● WHAT THE TASK REQUIRES
Go through the data below and return each line containing the word "target".

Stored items
====================

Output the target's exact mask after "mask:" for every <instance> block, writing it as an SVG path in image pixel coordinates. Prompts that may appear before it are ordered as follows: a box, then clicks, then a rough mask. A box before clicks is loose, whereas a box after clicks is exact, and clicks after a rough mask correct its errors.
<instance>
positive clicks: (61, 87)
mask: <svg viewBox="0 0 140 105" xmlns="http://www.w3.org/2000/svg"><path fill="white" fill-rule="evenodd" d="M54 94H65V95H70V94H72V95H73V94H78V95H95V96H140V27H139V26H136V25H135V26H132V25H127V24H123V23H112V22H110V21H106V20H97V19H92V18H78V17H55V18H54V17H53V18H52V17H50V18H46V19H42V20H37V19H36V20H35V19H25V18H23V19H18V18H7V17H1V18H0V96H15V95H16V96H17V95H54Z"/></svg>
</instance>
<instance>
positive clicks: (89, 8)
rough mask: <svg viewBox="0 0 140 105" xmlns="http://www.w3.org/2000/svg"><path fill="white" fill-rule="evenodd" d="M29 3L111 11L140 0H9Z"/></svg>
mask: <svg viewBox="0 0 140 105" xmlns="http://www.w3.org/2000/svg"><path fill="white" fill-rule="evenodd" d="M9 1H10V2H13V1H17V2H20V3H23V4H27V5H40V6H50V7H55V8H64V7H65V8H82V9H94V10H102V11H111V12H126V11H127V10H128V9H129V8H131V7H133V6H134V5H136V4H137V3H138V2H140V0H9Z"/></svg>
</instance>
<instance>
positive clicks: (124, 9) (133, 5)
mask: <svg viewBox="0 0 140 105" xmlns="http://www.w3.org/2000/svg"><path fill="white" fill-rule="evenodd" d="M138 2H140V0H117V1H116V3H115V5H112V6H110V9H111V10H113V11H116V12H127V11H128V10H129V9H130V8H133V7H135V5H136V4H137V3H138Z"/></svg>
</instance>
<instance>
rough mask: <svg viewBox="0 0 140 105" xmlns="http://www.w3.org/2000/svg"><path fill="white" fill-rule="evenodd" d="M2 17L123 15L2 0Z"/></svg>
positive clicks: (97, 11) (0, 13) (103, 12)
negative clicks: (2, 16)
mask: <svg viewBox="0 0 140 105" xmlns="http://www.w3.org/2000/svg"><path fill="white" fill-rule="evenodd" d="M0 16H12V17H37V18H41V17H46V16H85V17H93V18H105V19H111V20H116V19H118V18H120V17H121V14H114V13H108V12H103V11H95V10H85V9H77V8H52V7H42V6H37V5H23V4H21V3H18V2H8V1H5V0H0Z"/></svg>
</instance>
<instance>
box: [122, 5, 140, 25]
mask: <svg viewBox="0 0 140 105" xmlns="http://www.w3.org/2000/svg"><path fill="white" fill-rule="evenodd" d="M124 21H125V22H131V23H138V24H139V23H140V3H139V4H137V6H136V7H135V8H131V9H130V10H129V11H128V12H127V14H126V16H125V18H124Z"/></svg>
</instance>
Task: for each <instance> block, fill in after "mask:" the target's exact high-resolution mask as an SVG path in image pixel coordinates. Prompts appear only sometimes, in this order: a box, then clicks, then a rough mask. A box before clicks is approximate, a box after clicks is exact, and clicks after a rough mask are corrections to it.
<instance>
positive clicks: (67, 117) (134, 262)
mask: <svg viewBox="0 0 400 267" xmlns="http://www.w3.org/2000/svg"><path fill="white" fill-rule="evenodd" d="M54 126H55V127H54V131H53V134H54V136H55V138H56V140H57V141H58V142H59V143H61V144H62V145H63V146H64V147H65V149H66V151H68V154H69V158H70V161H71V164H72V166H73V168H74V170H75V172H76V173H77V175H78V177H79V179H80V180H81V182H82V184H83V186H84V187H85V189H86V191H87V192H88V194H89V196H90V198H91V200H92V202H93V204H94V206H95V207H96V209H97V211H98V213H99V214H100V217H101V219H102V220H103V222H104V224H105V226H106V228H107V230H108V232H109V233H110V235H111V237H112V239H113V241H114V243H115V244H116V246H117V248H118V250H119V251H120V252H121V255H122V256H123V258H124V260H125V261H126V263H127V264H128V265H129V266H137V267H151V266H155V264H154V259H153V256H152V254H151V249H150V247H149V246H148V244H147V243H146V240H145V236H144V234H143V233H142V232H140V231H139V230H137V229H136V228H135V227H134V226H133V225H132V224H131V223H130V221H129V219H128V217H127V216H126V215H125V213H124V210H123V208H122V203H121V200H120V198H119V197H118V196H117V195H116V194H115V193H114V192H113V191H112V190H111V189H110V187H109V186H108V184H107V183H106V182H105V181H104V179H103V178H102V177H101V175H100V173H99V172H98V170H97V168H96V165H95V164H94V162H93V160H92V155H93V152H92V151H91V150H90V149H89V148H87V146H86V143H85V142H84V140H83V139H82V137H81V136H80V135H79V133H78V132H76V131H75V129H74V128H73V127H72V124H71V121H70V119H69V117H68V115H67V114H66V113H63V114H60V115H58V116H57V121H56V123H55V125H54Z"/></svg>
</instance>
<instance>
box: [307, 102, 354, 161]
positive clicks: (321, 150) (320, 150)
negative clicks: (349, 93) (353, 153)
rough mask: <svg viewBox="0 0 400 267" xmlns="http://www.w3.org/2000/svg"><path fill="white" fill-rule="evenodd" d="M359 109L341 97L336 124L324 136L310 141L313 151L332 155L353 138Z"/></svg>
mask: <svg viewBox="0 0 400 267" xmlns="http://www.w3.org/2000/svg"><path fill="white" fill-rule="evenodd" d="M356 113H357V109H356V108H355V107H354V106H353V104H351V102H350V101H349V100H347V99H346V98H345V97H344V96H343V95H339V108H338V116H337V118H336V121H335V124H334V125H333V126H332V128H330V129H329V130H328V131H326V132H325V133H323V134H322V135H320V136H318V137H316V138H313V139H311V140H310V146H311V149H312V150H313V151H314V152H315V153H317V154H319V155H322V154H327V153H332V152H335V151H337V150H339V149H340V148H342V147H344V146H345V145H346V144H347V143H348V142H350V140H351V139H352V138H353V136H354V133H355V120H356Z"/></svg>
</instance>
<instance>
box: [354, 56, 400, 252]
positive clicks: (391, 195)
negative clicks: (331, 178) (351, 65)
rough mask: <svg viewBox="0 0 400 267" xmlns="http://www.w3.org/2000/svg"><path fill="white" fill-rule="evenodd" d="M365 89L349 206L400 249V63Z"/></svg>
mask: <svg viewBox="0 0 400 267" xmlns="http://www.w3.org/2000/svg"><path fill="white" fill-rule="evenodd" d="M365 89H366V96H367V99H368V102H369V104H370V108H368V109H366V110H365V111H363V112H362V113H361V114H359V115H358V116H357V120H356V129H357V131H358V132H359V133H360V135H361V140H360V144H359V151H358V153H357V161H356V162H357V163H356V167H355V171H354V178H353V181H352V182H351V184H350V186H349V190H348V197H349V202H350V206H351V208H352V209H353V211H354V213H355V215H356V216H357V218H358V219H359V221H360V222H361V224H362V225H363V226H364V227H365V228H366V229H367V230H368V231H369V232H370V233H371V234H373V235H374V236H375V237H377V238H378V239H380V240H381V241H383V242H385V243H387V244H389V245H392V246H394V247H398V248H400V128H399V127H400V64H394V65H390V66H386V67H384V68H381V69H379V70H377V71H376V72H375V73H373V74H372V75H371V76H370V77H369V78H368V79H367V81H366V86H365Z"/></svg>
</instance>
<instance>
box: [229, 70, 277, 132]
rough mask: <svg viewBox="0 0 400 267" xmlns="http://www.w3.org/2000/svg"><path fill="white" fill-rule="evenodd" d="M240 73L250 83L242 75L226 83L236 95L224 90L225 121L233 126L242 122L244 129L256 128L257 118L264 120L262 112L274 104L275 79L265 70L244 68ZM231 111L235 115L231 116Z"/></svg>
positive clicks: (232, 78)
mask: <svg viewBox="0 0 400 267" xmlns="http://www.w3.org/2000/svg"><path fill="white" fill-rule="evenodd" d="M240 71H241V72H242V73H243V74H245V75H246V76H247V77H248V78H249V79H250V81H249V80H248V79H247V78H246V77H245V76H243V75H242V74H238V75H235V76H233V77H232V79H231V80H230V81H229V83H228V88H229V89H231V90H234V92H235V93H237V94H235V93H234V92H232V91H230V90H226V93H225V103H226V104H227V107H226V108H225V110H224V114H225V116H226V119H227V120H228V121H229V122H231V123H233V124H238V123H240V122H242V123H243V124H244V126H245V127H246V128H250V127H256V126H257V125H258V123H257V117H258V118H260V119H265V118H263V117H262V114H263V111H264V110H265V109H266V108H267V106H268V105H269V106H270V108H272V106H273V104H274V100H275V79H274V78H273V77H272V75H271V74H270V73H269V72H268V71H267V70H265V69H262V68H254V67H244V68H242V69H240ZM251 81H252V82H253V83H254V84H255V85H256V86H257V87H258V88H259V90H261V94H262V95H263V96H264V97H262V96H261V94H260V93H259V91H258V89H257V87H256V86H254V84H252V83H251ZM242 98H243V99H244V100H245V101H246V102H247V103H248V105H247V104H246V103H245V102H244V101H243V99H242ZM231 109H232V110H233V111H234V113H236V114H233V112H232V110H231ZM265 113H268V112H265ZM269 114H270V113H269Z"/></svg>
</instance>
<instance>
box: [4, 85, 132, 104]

====================

● RESPONSE AREA
Output the target's exact mask after "mask:" for every <instance> block, writing it as an SVG path in image pixel coordinates. Prompts that may appear before it are ordered as follows: a box, then clicks, then a rough mask. A box before clicks is loose, whereas a box after clicks is exact, and clicks after a rough mask correct its errors.
Task: for each <instance> block, fill in after "mask:" the target's exact high-resolution mask as an SVG path in image pixel coordinates. Prompts appear only sometimes, in this order: a box, then clicks, then a rough mask. A box before clicks is approximate, a box after clicks is exact, and clicks after a rough mask are corrections to it.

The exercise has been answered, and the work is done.